_WORK TO BE COMPLETED_
In the listing below, find the line containing "For every instance of the front tire, locate". Write out that line and every line after it to the end, exactly and only those.

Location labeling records
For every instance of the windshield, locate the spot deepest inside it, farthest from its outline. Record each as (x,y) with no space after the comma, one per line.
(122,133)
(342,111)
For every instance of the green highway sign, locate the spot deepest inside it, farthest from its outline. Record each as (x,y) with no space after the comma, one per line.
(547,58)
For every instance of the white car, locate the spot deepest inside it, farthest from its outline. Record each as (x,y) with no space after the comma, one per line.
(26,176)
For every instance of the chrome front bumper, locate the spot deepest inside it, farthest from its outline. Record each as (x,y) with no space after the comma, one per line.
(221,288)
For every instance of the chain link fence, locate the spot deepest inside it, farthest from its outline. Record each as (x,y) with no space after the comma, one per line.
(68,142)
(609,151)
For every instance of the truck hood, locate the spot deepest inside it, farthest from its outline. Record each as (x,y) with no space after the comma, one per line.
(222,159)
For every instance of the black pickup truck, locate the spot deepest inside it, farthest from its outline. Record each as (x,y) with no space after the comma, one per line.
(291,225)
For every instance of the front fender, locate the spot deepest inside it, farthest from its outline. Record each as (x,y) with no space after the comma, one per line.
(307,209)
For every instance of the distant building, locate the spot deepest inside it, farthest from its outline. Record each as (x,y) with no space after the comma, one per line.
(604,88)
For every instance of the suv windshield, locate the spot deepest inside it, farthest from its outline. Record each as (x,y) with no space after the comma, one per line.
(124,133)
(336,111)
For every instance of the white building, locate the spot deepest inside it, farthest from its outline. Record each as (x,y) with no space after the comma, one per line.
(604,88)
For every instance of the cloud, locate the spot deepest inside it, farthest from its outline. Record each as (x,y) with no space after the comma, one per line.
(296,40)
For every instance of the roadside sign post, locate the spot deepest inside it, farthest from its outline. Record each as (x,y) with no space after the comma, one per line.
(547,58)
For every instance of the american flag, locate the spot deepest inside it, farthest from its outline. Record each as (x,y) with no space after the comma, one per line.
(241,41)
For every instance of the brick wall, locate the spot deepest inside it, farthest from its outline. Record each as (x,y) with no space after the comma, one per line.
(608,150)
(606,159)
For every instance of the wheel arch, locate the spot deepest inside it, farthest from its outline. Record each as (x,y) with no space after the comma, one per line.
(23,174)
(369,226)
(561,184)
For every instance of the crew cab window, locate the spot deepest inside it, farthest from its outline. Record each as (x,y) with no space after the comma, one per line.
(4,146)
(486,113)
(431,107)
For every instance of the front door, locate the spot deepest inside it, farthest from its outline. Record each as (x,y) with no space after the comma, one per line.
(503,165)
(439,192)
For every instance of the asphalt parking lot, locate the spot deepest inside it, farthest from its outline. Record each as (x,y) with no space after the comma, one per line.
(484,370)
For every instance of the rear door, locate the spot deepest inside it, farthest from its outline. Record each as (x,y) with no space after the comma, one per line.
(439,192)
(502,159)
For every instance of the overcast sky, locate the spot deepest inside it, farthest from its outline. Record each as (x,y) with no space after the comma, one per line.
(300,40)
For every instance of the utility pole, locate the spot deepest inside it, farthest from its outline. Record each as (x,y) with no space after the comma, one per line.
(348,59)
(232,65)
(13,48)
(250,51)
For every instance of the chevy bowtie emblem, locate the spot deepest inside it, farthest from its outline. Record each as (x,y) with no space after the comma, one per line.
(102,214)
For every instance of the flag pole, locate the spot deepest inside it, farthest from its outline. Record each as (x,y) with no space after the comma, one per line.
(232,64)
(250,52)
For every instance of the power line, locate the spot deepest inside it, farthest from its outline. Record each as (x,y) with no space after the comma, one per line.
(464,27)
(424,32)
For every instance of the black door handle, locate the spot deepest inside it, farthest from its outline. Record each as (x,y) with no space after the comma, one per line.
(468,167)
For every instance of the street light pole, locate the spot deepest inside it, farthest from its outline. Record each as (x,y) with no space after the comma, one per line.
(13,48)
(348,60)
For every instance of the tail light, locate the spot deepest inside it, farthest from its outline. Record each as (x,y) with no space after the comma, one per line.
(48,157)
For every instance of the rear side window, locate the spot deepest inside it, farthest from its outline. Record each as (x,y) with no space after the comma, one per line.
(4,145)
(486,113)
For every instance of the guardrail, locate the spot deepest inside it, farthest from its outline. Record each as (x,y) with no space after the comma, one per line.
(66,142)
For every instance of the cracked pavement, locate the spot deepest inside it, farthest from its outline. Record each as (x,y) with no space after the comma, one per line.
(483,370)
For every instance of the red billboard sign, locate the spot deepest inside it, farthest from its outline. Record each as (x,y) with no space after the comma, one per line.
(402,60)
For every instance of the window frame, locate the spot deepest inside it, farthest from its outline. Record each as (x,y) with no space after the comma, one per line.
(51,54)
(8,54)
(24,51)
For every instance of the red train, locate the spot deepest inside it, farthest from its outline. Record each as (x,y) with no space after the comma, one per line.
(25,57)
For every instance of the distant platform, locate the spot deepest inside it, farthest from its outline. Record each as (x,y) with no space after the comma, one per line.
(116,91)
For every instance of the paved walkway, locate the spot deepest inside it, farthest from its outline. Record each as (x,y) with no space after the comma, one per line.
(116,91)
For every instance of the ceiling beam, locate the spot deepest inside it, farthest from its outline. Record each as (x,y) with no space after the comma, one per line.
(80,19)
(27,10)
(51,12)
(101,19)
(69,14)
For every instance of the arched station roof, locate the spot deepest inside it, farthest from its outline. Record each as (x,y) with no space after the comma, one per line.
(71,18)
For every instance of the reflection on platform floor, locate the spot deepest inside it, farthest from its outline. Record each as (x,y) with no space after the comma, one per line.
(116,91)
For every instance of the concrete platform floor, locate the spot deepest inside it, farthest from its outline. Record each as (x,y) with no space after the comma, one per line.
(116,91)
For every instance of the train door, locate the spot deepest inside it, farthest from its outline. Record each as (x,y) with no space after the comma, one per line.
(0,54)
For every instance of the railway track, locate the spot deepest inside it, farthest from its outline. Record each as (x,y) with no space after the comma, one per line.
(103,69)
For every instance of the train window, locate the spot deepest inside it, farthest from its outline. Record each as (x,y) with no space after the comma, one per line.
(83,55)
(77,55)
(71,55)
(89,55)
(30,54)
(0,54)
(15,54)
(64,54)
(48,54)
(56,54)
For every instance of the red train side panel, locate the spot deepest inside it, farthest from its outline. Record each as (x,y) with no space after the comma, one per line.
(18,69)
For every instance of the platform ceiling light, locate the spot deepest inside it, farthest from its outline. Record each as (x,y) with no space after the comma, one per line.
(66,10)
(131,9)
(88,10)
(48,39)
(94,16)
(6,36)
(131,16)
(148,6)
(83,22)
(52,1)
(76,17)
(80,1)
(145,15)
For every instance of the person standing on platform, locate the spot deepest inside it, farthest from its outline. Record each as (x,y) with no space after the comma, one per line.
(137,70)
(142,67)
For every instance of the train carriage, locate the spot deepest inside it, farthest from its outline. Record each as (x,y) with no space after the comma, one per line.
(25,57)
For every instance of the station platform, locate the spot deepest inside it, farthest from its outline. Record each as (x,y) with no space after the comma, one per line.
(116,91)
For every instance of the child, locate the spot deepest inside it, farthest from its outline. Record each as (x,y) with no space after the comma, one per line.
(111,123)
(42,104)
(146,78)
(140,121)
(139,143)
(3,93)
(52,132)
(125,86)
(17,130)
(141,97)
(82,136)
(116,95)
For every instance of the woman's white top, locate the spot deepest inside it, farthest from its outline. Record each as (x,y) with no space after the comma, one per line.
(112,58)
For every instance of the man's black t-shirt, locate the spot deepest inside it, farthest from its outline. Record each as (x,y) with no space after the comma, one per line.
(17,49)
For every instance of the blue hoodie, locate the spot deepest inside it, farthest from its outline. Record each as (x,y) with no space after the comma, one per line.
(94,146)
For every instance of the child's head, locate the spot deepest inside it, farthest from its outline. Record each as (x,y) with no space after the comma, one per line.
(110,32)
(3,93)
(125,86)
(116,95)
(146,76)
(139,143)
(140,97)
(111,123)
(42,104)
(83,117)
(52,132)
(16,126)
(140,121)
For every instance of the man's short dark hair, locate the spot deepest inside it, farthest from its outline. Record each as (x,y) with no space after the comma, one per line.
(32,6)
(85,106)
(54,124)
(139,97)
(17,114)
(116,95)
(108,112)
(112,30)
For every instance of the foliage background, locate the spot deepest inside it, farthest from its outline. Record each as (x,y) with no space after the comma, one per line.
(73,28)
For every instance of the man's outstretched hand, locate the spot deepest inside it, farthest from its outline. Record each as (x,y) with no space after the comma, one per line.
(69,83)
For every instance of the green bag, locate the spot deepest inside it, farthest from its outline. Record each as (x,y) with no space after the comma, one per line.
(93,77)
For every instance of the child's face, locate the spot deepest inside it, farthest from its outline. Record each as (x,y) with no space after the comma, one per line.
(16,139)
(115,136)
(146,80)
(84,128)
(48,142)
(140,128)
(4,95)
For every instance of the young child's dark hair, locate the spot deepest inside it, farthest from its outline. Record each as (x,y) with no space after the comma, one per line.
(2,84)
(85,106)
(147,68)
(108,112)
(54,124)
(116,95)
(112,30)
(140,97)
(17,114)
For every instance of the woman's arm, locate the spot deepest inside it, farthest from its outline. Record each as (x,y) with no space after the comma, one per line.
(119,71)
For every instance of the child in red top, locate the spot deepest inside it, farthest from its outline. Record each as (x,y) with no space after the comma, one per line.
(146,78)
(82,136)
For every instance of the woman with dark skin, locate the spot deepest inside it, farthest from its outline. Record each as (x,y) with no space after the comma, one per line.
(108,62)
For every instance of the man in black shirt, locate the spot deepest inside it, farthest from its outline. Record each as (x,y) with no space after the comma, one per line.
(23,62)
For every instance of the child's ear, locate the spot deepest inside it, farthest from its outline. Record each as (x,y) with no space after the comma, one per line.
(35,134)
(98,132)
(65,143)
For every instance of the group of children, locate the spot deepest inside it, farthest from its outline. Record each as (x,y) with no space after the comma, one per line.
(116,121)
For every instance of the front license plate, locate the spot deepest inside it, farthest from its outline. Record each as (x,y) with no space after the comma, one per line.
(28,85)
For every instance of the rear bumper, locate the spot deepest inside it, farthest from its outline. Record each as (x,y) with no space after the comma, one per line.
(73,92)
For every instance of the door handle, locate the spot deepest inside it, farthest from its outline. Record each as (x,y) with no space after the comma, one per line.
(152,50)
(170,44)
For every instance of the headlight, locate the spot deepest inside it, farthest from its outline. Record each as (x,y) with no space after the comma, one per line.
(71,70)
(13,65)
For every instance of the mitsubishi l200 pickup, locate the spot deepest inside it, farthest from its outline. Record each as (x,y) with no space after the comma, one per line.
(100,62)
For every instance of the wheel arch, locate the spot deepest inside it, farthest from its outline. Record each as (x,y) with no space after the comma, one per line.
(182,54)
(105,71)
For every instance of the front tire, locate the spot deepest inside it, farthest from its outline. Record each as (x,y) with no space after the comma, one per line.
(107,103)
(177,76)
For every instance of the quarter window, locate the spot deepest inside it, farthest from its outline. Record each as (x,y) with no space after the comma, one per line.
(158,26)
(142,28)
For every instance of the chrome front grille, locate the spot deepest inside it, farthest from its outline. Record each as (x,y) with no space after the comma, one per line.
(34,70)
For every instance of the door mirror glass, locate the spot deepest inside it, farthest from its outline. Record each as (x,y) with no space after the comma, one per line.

_TASK OUTPUT_
For every instance of the front tire, locate the spot deepest inside it, farthest from its outline. Record each as (x,y) with no space after the comma, one per line.
(107,103)
(177,76)
For every instance of the quarter window, locate the spot deepest inside it, farthest from its outline. Record each as (x,y) with no space after the comma, one per line.
(158,26)
(142,28)
For every instance of the chrome front grille, locate the spot deepest inside it, farthest from its outline. Record each as (x,y) with no space after the comma, one per line.
(34,70)
For every instance of the door mirror glass, locate the spot deepest inside it, farthest from its outline. Record each as (x,y) with no space after the comma, one per line.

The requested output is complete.